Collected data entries

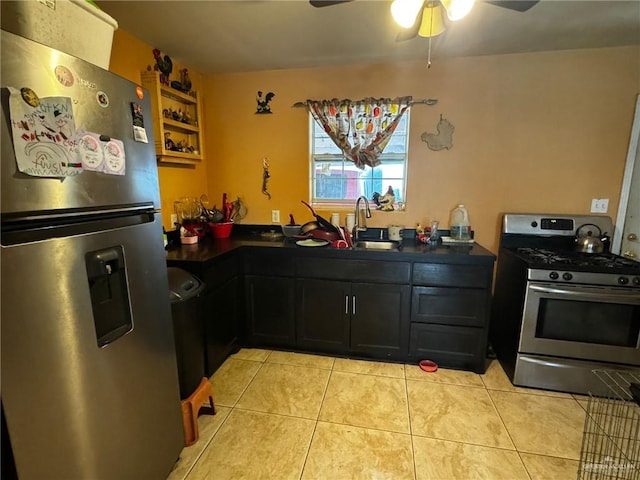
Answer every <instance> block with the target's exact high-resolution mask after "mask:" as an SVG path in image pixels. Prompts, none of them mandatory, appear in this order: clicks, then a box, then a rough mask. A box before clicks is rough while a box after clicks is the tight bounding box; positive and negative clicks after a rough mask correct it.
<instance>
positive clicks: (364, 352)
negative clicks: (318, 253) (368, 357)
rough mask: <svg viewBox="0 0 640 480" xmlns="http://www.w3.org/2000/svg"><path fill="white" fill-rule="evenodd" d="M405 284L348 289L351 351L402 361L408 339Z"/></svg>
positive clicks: (363, 287)
mask: <svg viewBox="0 0 640 480" xmlns="http://www.w3.org/2000/svg"><path fill="white" fill-rule="evenodd" d="M409 293H410V288H409V286H408V285H392V284H370V283H354V284H353V285H352V286H351V301H352V305H351V310H352V311H351V350H352V351H353V352H355V353H359V354H363V355H367V356H373V357H376V358H383V359H385V358H387V359H393V360H404V359H405V358H406V356H407V350H408V345H407V343H408V338H409Z"/></svg>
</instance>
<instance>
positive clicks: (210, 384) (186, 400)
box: [181, 378, 216, 446]
mask: <svg viewBox="0 0 640 480" xmlns="http://www.w3.org/2000/svg"><path fill="white" fill-rule="evenodd" d="M207 401H208V402H209V405H211V407H210V408H209V407H204V405H205V403H206V402H207ZM181 407H182V423H183V426H184V442H185V444H186V445H187V446H190V445H193V444H194V443H196V442H197V441H198V438H199V432H198V413H199V412H200V410H202V413H206V414H210V415H215V414H216V411H215V406H214V403H213V394H212V390H211V384H210V383H209V379H207V378H203V379H202V380H201V381H200V385H198V388H196V389H195V391H194V392H193V393H192V394H191V395H189V397H187V398H186V399H184V400H182V402H181Z"/></svg>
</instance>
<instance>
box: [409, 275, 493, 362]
mask: <svg viewBox="0 0 640 480" xmlns="http://www.w3.org/2000/svg"><path fill="white" fill-rule="evenodd" d="M492 267H493V264H487V265H447V264H422V263H416V264H415V265H414V269H413V276H412V283H413V287H412V291H411V324H410V342H409V343H410V345H409V356H410V358H411V359H413V360H414V361H419V360H421V359H429V360H433V361H435V362H437V363H438V364H440V365H441V366H443V367H451V368H459V369H464V370H472V371H474V372H477V373H484V371H485V368H486V353H487V344H488V326H489V325H488V322H489V309H490V302H491V282H492V272H493V268H492Z"/></svg>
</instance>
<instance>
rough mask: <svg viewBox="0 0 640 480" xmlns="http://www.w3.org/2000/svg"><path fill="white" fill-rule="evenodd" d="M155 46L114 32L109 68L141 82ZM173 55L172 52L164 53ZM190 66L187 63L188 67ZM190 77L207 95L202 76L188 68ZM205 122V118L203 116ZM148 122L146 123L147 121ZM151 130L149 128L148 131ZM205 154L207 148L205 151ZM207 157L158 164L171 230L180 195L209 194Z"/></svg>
mask: <svg viewBox="0 0 640 480" xmlns="http://www.w3.org/2000/svg"><path fill="white" fill-rule="evenodd" d="M152 49H153V47H151V46H149V45H147V44H145V43H144V42H142V41H140V40H138V39H137V38H136V37H134V36H132V35H131V34H129V33H127V32H126V31H124V30H122V29H118V30H116V31H115V33H114V38H113V47H112V50H111V63H110V65H109V70H110V71H112V72H114V73H116V74H118V75H120V76H122V77H125V78H127V79H129V80H131V81H132V82H136V83H140V72H141V71H143V70H145V69H146V68H147V66H148V65H151V66H153V65H154V64H155V61H154V59H153V55H152V53H151V50H152ZM163 54H168V55H169V56H171V52H163ZM172 60H173V74H172V75H171V79H172V80H177V79H178V78H179V77H178V74H177V72H178V71H179V69H180V68H182V67H183V65H181V63H180V60H179V59H175V58H173V57H172ZM187 68H188V66H187ZM189 76H190V77H191V81H192V83H193V90H196V91H198V92H199V95H200V96H201V98H203V97H205V96H206V95H205V92H203V91H202V84H203V82H202V75H201V74H199V73H197V72H194V71H192V70H191V69H189ZM145 122H151V118H150V115H149V114H147V116H146V117H145ZM203 123H204V124H205V125H206V120H204V119H203ZM145 125H146V124H145ZM150 131H151V129H150V128H147V132H150ZM205 154H206V150H205ZM206 170H207V167H206V158H205V160H204V161H203V162H202V164H199V165H196V166H195V167H174V166H171V167H167V166H159V167H158V177H159V183H160V194H161V197H162V218H163V224H164V226H165V229H167V230H172V229H173V226H172V225H171V214H172V213H173V202H174V201H175V200H176V199H178V198H181V197H186V196H196V197H199V196H200V195H201V194H203V193H207V190H208V187H207V174H206Z"/></svg>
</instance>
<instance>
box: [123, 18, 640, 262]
mask: <svg viewBox="0 0 640 480" xmlns="http://www.w3.org/2000/svg"><path fill="white" fill-rule="evenodd" d="M150 49H151V47H149V46H148V45H146V44H144V43H143V42H141V41H139V40H138V39H136V38H135V37H133V36H131V35H129V34H128V33H126V32H124V31H122V30H117V31H116V34H115V36H114V45H113V51H112V57H111V70H112V71H114V72H116V73H119V74H120V75H123V76H125V77H127V78H130V79H132V80H134V81H139V71H140V69H141V68H144V67H146V65H147V64H150V63H151V61H152V57H151V51H150ZM167 53H169V54H170V53H171V52H167ZM425 63H426V62H406V63H401V64H398V65H354V66H347V67H345V66H340V67H322V68H313V69H297V70H281V71H264V72H251V73H241V74H227V75H210V76H204V75H200V74H197V73H195V72H192V80H193V83H194V88H195V89H197V90H199V92H200V95H201V97H202V98H203V101H204V116H205V121H204V122H203V123H204V127H203V130H204V135H205V141H206V145H205V151H206V159H205V161H204V162H203V164H202V165H198V166H196V167H195V168H194V169H185V168H175V167H159V171H160V189H161V194H162V202H163V214H164V223H165V226H166V227H167V228H169V227H170V225H169V214H170V213H171V212H172V210H173V201H174V200H175V199H177V198H179V197H182V196H199V195H200V194H201V193H207V194H208V196H209V198H210V199H211V200H212V201H213V202H214V203H218V204H219V202H220V198H221V196H222V192H227V193H228V194H229V195H230V196H231V197H232V198H233V197H236V196H240V197H242V199H243V200H244V201H245V203H246V204H247V206H248V209H249V214H248V216H247V218H246V219H245V220H244V221H243V222H244V223H258V224H269V223H271V210H273V209H275V210H280V213H281V217H282V220H283V221H286V219H287V216H288V213H293V214H294V215H295V217H296V220H297V221H298V222H300V223H302V222H306V221H308V220H312V219H313V217H312V216H311V214H310V212H309V210H308V209H306V207H304V205H302V204H301V202H300V201H301V200H308V199H309V168H308V155H309V154H308V119H307V114H306V112H305V110H304V109H302V108H292V105H293V104H294V103H295V102H297V101H302V100H305V99H307V98H318V99H321V98H333V97H339V98H344V97H347V98H353V99H359V98H362V97H367V96H389V97H393V96H397V95H412V96H413V97H414V98H437V99H438V104H437V105H436V106H433V107H428V106H422V105H417V106H414V107H413V109H412V112H411V134H410V145H409V166H408V182H407V208H406V211H404V212H391V213H383V212H374V216H373V218H372V219H370V220H369V225H371V226H386V225H388V224H392V223H394V224H403V225H405V226H407V227H411V226H413V225H414V224H415V223H416V222H422V223H427V222H428V221H430V220H432V219H437V220H440V222H441V226H442V227H447V226H448V223H449V212H450V210H451V209H452V208H453V207H454V206H455V205H456V204H457V203H464V204H465V205H466V206H467V208H468V209H469V214H470V218H471V223H472V226H473V228H474V230H475V231H476V239H477V240H478V241H479V243H481V244H482V245H484V246H486V247H487V248H489V249H490V250H492V251H494V252H495V251H497V246H498V236H499V232H500V219H501V214H502V213H504V212H506V211H511V212H534V211H538V212H549V213H588V211H589V207H590V204H591V199H592V198H609V212H608V214H609V215H610V216H611V217H612V218H614V219H615V216H616V213H617V207H618V201H619V195H620V187H621V183H622V175H623V170H624V164H625V161H626V154H627V147H628V143H629V134H630V131H631V122H632V117H633V108H634V105H635V98H636V95H637V94H638V92H640V48H638V47H617V48H603V49H591V50H570V51H561V52H540V53H525V54H513V55H497V56H486V57H469V58H457V59H438V58H437V57H436V58H434V59H433V64H432V68H431V69H426V68H425ZM259 90H261V91H263V92H268V91H272V92H274V93H275V94H276V95H275V97H274V99H273V100H272V102H271V104H270V106H271V109H272V111H273V114H271V115H257V114H255V111H256V93H257V92H258V91H259ZM441 114H442V115H443V116H444V117H445V118H447V119H448V120H449V121H450V122H451V123H452V124H453V125H454V126H455V133H454V137H453V144H454V146H453V148H452V149H451V150H443V151H439V152H435V151H432V150H429V148H428V147H427V145H426V144H425V143H423V142H422V141H421V139H420V135H421V134H422V133H423V132H435V128H436V125H437V123H438V120H439V118H440V115H441ZM265 156H266V157H268V159H269V162H270V167H271V168H270V173H271V178H270V180H269V183H268V188H269V192H270V193H271V195H272V199H271V200H269V199H267V197H266V196H265V195H263V194H262V192H261V187H262V159H263V158H264V157H265ZM339 211H340V212H341V214H342V218H343V220H344V214H345V213H346V212H347V211H351V209H344V210H339ZM319 213H321V214H323V215H325V216H327V217H328V216H329V215H330V213H331V212H330V211H319Z"/></svg>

--- Required work ---
Copy out each line carrying the string "negative" from the data.

--- Exercise output ---
Answer every <instance> block with the target's exact high-resolution mask after "mask:" as an SVG path in image pixels. Prompts, none of them mandatory, appear in this order: clicks, then a box, then a rough mask. A box before clicks is rough while a box after clicks is the tight bounding box; positive and negative clicks after a rough mask correct it.
negative clicks: (318, 253) (368, 357)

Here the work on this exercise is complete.